EXERCISE DESCRIPTION
The copy has to match the data exactly and leave out every picture.

ENTRIES SHOWN
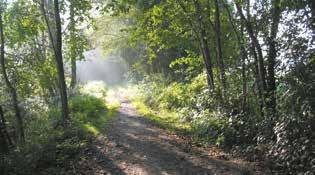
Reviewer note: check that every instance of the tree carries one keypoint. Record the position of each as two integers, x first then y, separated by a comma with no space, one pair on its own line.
55,35
10,87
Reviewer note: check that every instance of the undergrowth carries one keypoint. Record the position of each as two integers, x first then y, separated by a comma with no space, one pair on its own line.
51,149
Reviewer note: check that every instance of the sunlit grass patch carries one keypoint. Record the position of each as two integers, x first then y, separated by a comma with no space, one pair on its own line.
97,89
164,118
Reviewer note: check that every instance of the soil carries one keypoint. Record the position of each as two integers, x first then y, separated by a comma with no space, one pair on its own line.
135,146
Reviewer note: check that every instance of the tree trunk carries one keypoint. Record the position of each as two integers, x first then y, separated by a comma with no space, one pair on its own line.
72,47
12,90
4,145
219,48
205,46
60,68
260,58
276,14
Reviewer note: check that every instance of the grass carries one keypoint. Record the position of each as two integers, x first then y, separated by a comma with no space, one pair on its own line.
98,125
163,118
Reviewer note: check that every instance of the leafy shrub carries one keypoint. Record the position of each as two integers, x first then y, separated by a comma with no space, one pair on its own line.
87,105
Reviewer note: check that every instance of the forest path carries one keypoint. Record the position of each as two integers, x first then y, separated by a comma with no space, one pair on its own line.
135,146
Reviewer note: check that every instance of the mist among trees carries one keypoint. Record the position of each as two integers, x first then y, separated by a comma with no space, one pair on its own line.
229,75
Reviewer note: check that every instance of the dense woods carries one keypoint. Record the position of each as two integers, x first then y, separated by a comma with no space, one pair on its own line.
239,73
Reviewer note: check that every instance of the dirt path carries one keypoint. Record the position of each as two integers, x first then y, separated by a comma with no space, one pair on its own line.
134,146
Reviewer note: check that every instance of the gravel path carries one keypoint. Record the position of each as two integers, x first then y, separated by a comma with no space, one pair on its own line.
135,146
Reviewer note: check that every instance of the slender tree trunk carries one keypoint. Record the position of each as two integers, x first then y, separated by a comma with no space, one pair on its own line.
271,102
12,90
59,61
219,48
311,4
205,46
72,47
244,78
4,145
260,58
208,63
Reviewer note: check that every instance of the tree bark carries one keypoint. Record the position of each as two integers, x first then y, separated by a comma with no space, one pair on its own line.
260,58
219,48
205,46
72,47
4,145
11,88
276,15
60,68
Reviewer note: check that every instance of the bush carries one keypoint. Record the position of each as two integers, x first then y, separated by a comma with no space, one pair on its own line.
87,105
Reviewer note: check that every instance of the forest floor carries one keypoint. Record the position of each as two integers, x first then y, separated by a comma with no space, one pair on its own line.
133,145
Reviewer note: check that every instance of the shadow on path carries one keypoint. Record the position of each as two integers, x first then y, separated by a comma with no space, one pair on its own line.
135,146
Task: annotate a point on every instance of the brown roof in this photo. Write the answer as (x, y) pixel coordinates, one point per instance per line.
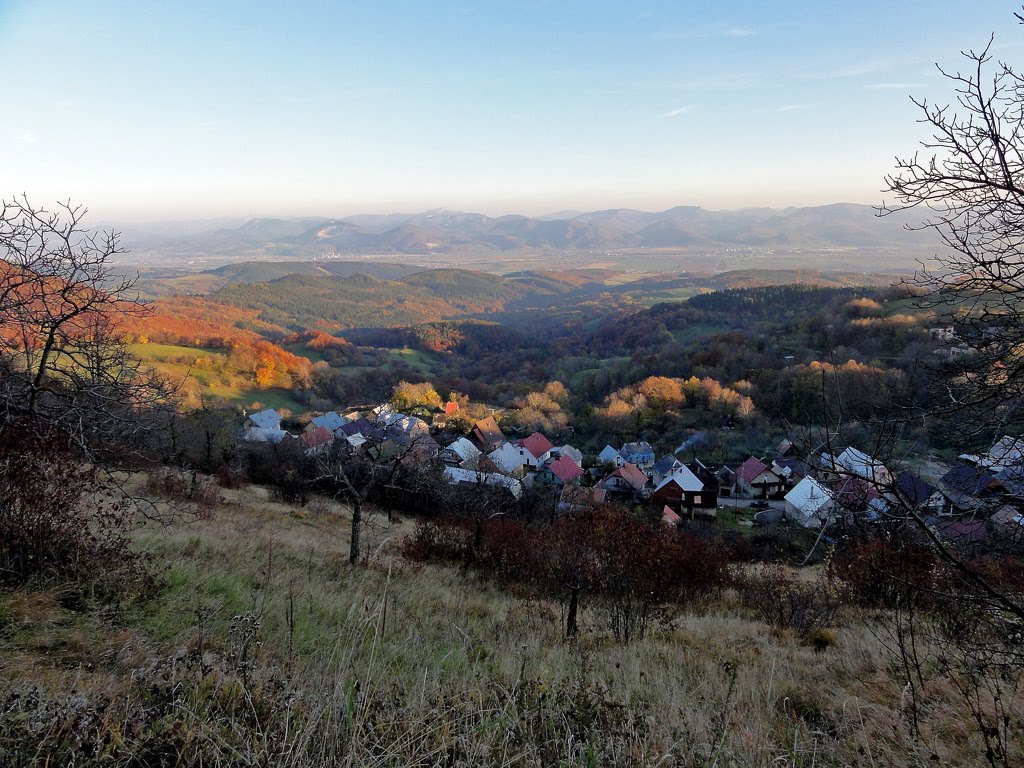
(316, 436)
(750, 469)
(632, 474)
(565, 469)
(486, 433)
(537, 444)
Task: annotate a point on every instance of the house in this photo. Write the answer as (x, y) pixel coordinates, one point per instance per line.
(485, 434)
(683, 489)
(576, 498)
(462, 453)
(709, 478)
(920, 496)
(810, 504)
(971, 488)
(785, 449)
(460, 476)
(791, 469)
(332, 421)
(1007, 452)
(726, 479)
(610, 456)
(562, 471)
(639, 454)
(572, 453)
(382, 412)
(316, 440)
(755, 478)
(665, 467)
(535, 450)
(358, 426)
(864, 466)
(628, 479)
(854, 494)
(506, 459)
(263, 426)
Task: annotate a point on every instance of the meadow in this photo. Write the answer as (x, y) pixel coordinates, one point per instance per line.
(260, 645)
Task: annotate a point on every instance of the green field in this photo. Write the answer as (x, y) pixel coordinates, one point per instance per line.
(209, 380)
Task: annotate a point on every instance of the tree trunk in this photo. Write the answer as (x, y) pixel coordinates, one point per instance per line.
(570, 619)
(353, 550)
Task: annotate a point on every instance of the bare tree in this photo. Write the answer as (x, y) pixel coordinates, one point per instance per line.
(61, 358)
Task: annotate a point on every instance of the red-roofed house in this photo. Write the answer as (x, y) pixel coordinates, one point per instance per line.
(486, 435)
(683, 488)
(535, 450)
(316, 440)
(755, 478)
(564, 471)
(627, 479)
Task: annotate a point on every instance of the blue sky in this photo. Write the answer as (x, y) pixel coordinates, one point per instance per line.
(176, 110)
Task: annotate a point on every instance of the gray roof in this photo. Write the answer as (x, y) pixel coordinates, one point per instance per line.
(268, 419)
(330, 421)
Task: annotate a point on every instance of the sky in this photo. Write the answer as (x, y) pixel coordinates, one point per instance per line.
(152, 111)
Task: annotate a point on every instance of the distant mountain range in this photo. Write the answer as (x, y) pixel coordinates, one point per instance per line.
(441, 231)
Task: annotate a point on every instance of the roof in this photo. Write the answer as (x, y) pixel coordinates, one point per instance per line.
(316, 436)
(1008, 451)
(971, 480)
(572, 453)
(915, 491)
(359, 426)
(506, 458)
(636, 449)
(565, 469)
(631, 474)
(537, 444)
(459, 475)
(750, 469)
(330, 421)
(666, 464)
(810, 497)
(260, 434)
(684, 478)
(267, 419)
(854, 493)
(860, 463)
(464, 450)
(485, 432)
(964, 530)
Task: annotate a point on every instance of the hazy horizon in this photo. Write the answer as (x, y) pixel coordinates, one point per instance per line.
(156, 113)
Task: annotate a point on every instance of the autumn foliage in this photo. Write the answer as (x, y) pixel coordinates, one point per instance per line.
(634, 570)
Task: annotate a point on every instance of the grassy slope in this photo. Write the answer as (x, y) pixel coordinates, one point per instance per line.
(450, 666)
(177, 365)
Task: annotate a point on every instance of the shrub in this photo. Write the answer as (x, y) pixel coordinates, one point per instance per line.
(781, 599)
(59, 519)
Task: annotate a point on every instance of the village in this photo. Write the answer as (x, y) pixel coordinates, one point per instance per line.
(977, 497)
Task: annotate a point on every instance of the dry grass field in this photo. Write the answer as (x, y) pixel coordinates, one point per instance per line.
(261, 646)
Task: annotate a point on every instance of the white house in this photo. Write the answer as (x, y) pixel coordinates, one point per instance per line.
(507, 458)
(572, 453)
(459, 476)
(610, 456)
(863, 466)
(463, 453)
(809, 504)
(263, 426)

RESULT OF THE EXERCISE
Reviewer note: check that every instance of the tree carries one keypoint. Record the position of each as two integers, x first then y, separated by a comma with no space, one pair on its own line.
55,35
10,87
Reviewer note: check that every instance of the undergrowth carries one keypoint. Record the position of each as two integers, x first then y, separated by a comma with no space, one pair on its own line.
51,149
Reviewer note: check that every instance of the sunlit grass patch carries one keypoint. Record the position of each as two integers, x first then y, separated by a comma with no space, one pair on its own line.
97,89
164,118
Reviewer note: check that every instance of the soil carries one keypoint. Record the position of each as two integers, x first then y, separated by a comma with no space, one pair on its own line.
135,146
Reviewer note: check that every instance of the tree trunk carries one keypoint. Record the position of each as two integers, x first then y, separated by a comma with no space, one pair on its own line.
72,47
12,90
4,145
219,48
205,46
60,68
260,58
276,14
Reviewer note: check that every instance of the grass carries one keypoint. Record the position of each as two integers, x first then y, separated by a comma with no space, one pair on its own line.
98,125
163,118
Reviewer note: check that every instance of the leafy shrub carries one keypoint. Record the position of each as two integers, x first then y, separated by a comma with no space, one pair on its own line.
87,105
Reviewer note: check that every instance of the forest path carries one keypoint. Record the position of each as two integers, x first then y, separated by a comma with no space, one pair on its own line.
135,146
Reviewer note: check that every instance of the mist among trees carries one keypoint. Record the position of each as two integers, x first then y, separated by a comma with no space, one pair on its own line.
229,75
Reviewer note: check that every instance of the dense woods carries one keypoint. Record the position of each as two integers, x first then y, separated by a comma with no space, one pair on its own line.
239,73
Reviewer note: check that every instance of the dirt path carries one keypoint. Record the position of each as two integers, x first then y, separated by a comma with no space, one pair on its own line.
134,146
Reviewer note: check that every instance of the gravel path carries one keypoint. Record the position of each as two integers, x first then y, separated by a comma with no space, one pair on its own line.
135,146
Reviewer note: check that every instance of the slender tree trunk carries one keypoint. Record the position of each as two integers, x first then y, separated by a comma with no space, one pair on its own line.
271,102
12,90
59,61
219,48
311,4
205,46
72,47
244,78
4,145
260,58
208,63
Reviewer note: check that every instance of the tree bark carries one keypoint. Record the position of each as two integers, x first then y, separated by a comma with no space, one pair on its own line.
260,58
219,48
205,46
72,47
4,145
11,88
276,15
60,68
Reviewer note: check that every instance of the bush carries one keypoint. Record the position of each as two integers, x first then y, separated by a comma with no space, one pair on its own line.
87,105
Reviewer note: check that every instance of the forest floor carries one keypoint. Record the position of each as two integers, x first then y, separated by a comma with no space, one pair on its own line.
133,145
Reviewer note: check that every instance of the shadow on path carries one keypoint. Record the position of each as two integers, x first then y, separated by a comma with no space, one pair on its own line.
135,146
Task: annotate a point on every instance of the brown roof in this photo. Write the answer as (x, y) pixel coordinates, one point per instance per line.
(316, 436)
(750, 469)
(632, 474)
(565, 469)
(486, 433)
(537, 444)
Task: annotate a point on every instance of the house in this photo. Write the answer as (x, y) pixel coordinates, one point per instance per line.
(485, 434)
(683, 489)
(576, 498)
(462, 453)
(709, 478)
(920, 496)
(810, 504)
(971, 488)
(785, 449)
(460, 476)
(791, 469)
(332, 421)
(1007, 452)
(726, 479)
(610, 456)
(562, 471)
(639, 454)
(572, 453)
(382, 412)
(316, 440)
(755, 478)
(665, 467)
(535, 450)
(358, 426)
(864, 466)
(628, 479)
(854, 494)
(506, 459)
(263, 426)
Task: annotate a point on every instance of the meadow in this photo. Write the answer as (x, y) pixel coordinates, one point per instance per line.
(260, 645)
Task: annotate a point on every instance of the green field in this photo. Write the answer as (x, y) pixel coordinates, one point per instance per line.
(209, 380)
Task: annotate a point on every instance of the tree trunk in this photo. Write the answer as (x, y) pixel coordinates, one point per instance per line.
(570, 619)
(353, 550)
Task: annotate a point on every instance of the bare tree in this photo. Write the answer as (x, y) pixel coordinates, one point per instance per line.
(61, 358)
Task: annotate a point on every instance of the red-roofed house in this photo. Write the answer as (x, y) pixel coordinates, one point per instance per line.
(486, 435)
(683, 488)
(535, 450)
(316, 440)
(755, 478)
(564, 471)
(627, 479)
Task: annotate a point on every instance of the blue sky in this photo. Write the answer as (x, y) pixel coordinates, one point per instance per line.
(176, 110)
Task: annotate a point on every instance of the gray roof in this photo. Write the answer as (x, y) pixel coordinates, one point per instance per line.
(268, 419)
(330, 421)
Task: annotate a point on every instance of the sky in this photo. Write the answer as (x, y) pixel coordinates, one point per instance per line.
(152, 111)
Task: annotate a point on every instance of the distant mountain range in this photo. Write the answer as (x, y) pixel coordinates, one point per instance per line.
(441, 231)
Task: annotate a point on every instance of the roof in this photo. Write the answer as (x, y) pixel coordinates, one point per instance per line.
(316, 436)
(1008, 451)
(971, 480)
(572, 453)
(915, 491)
(359, 426)
(506, 458)
(636, 449)
(565, 469)
(631, 474)
(537, 444)
(459, 475)
(750, 469)
(330, 421)
(666, 464)
(810, 497)
(260, 434)
(684, 478)
(267, 419)
(854, 493)
(860, 463)
(464, 450)
(485, 432)
(964, 530)
Task: annotate a point on every instance of the hazy horizon in this photo. Write the answer as (x, y) pixel coordinates, one point per instance per line.
(156, 113)
Task: annotate a point on every instance of the autumn foliage in this photo. Write the answer as (x, y) pixel coordinates, one point per instance per line.
(634, 570)
Task: annotate a point on every instance of the grassy slope in this photo. Write the answer as (x, y) pixel coordinates, one point per instance per line.
(450, 666)
(177, 365)
Task: annotate a point on every instance of the shrub in this photo. Write the answer as (x, y) pixel coordinates, one point per instance per line.
(781, 599)
(59, 519)
Task: annotate a point on every instance of the village in this photo. Write the answer as (x, y) pixel coordinates, one point per instance per line.
(977, 497)
Task: annotate a point on every instance of the dry grass field in this photo. Write the answer as (x, y) pixel coordinates, one point per instance per line.
(261, 646)
Task: annotate a point on every instance of the white house in this photo. Write the answer as (x, y) pixel coordinates, one point per instance per line.
(507, 458)
(572, 453)
(459, 476)
(610, 456)
(863, 466)
(463, 453)
(809, 504)
(263, 426)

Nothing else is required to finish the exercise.